**WORK REQUIRED:** Transcribe, verbatim, every line from the start of the entries through the line that contains "column 847, row 590"; include both boundary lines and omit all others.

━━━━━ RECORDS FOR THIS EXERCISE ━━━━━

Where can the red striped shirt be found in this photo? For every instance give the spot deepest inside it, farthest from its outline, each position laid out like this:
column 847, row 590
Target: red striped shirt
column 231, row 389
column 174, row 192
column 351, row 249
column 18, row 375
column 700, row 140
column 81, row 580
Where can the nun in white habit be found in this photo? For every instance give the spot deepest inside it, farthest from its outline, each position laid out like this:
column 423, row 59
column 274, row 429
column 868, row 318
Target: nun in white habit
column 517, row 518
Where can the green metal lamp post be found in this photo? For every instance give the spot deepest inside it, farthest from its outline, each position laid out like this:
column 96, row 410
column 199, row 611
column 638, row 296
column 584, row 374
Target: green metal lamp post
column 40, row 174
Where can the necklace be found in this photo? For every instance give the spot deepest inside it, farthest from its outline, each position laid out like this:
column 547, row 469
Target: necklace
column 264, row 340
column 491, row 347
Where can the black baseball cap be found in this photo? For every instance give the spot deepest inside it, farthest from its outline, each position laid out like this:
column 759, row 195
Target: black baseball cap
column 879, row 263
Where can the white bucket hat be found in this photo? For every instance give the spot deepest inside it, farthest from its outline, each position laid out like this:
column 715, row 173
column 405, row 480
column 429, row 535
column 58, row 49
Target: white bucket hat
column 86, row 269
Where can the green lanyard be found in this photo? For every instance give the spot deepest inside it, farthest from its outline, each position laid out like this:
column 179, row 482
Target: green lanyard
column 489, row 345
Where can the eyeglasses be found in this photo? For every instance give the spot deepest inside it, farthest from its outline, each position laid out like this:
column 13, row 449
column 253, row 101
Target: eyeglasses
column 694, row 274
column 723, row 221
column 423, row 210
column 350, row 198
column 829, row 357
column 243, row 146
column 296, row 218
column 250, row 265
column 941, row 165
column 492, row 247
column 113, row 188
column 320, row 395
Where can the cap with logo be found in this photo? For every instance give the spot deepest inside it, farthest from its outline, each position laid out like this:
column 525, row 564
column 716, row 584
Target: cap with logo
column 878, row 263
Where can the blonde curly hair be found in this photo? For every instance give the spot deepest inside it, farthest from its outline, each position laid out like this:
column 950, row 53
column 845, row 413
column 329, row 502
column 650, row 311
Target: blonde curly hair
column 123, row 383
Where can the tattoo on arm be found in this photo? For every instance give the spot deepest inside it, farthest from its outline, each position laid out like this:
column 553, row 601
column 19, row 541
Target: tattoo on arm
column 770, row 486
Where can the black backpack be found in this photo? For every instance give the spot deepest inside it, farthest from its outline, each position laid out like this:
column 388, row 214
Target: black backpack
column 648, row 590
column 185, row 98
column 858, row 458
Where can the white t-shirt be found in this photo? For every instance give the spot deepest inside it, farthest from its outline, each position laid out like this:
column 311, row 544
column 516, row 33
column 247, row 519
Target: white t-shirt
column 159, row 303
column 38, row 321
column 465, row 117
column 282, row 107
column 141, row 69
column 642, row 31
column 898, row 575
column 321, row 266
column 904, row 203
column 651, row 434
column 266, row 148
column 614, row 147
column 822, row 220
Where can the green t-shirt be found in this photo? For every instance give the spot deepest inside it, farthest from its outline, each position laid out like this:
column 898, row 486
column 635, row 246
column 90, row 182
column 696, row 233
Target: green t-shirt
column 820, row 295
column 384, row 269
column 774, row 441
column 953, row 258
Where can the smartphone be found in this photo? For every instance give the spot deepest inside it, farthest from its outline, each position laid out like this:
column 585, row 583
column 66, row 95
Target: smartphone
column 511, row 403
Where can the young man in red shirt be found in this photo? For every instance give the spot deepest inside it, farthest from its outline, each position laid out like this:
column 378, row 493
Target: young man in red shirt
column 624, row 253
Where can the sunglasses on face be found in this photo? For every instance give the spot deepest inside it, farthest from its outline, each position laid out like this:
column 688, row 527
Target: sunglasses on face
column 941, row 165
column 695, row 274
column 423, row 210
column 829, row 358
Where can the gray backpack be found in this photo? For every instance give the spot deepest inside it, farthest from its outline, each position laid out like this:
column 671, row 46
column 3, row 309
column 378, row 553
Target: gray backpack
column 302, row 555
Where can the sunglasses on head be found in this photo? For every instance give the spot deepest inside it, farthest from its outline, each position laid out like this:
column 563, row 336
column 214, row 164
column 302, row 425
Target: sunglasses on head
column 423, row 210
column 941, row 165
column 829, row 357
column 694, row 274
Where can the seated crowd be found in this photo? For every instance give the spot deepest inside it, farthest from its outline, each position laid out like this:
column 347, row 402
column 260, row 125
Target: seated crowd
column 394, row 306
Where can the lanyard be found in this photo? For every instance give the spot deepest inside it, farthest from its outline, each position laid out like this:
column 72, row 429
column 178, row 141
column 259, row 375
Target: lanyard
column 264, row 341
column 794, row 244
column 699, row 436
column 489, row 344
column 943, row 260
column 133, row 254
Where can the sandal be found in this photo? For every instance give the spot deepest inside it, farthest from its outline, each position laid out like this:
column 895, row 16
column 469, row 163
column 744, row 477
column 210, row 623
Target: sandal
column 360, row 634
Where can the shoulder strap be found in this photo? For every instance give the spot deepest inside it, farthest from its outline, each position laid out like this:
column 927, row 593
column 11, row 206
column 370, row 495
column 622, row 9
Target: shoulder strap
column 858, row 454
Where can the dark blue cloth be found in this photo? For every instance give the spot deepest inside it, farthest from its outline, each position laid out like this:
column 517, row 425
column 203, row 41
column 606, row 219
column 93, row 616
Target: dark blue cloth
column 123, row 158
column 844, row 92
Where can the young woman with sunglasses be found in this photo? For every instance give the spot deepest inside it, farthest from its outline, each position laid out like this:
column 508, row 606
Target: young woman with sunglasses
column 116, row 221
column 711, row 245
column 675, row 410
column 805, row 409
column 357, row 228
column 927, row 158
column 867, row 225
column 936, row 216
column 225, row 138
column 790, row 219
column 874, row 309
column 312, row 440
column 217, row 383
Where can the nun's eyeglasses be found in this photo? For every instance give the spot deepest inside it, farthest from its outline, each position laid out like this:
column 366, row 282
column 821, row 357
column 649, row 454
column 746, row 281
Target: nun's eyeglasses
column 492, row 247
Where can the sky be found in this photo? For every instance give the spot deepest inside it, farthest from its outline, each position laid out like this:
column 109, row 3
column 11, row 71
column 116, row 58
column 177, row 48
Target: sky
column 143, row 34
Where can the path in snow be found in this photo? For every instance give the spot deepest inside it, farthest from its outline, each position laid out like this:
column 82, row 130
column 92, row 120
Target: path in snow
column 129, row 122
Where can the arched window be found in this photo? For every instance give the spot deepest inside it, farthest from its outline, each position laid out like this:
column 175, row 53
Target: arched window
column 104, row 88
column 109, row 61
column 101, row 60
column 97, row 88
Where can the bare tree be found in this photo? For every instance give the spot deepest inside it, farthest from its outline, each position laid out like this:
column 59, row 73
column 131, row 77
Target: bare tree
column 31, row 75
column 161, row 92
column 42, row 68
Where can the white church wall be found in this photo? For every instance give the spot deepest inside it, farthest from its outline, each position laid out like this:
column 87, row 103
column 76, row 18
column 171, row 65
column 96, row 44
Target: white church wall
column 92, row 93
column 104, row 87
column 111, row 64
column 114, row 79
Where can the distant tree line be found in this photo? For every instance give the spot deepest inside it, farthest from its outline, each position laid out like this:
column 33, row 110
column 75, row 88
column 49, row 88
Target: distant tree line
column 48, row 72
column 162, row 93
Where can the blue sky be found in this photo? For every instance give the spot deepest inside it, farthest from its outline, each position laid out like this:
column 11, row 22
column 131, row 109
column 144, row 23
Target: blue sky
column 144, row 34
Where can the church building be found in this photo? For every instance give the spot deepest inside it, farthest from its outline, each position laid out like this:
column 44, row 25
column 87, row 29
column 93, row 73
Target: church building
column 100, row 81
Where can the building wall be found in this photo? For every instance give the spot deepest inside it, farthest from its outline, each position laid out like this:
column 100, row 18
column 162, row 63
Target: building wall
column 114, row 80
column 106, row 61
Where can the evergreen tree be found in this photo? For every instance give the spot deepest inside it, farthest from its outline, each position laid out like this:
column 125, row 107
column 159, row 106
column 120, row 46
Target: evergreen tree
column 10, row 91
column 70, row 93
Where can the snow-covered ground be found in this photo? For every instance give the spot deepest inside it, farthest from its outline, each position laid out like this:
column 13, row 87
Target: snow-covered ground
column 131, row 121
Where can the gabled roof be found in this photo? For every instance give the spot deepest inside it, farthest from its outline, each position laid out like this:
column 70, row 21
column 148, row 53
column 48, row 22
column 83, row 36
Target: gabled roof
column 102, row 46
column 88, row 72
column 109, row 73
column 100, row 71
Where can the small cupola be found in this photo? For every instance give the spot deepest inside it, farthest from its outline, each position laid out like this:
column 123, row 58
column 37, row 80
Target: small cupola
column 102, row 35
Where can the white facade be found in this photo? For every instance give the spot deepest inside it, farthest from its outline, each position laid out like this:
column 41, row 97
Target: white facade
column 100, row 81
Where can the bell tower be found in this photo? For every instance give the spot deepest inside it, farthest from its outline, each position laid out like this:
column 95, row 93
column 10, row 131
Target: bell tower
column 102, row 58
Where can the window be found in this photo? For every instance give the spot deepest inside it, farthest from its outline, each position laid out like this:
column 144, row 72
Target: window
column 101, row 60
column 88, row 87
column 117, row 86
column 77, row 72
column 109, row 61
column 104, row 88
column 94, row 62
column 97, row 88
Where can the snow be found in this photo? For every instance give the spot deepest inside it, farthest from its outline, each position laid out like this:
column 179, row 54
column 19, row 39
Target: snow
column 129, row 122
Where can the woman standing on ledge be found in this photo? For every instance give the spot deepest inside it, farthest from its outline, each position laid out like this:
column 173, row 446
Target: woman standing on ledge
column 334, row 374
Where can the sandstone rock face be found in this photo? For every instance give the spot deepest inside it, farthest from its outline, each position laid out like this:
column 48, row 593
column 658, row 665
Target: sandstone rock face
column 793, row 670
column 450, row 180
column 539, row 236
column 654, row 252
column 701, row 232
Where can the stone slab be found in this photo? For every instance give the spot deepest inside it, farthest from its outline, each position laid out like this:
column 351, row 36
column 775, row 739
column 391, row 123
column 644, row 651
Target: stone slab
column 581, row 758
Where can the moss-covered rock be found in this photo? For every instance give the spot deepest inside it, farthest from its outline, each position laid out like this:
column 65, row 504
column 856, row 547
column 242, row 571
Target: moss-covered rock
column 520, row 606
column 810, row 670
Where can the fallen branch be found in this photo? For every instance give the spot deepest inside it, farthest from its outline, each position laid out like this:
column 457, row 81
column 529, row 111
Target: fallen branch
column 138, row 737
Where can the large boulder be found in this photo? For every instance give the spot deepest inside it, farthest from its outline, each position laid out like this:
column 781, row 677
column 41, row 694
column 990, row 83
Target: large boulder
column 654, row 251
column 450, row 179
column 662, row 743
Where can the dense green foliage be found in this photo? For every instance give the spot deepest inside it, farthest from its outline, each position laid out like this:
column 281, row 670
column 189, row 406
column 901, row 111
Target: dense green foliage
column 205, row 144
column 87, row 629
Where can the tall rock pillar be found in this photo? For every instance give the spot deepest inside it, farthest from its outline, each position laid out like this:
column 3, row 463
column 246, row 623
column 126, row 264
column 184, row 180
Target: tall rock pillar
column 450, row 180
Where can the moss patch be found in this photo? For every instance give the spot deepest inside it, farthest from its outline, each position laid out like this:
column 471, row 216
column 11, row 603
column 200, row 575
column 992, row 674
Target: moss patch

━━━━━

**ANSWER FOR THIS EXERCISE:**
Where can the red striped shirt be found in this photo? For every instance give the spot deepest inside it, farthest from its outline, each position laid out like this:
column 847, row 590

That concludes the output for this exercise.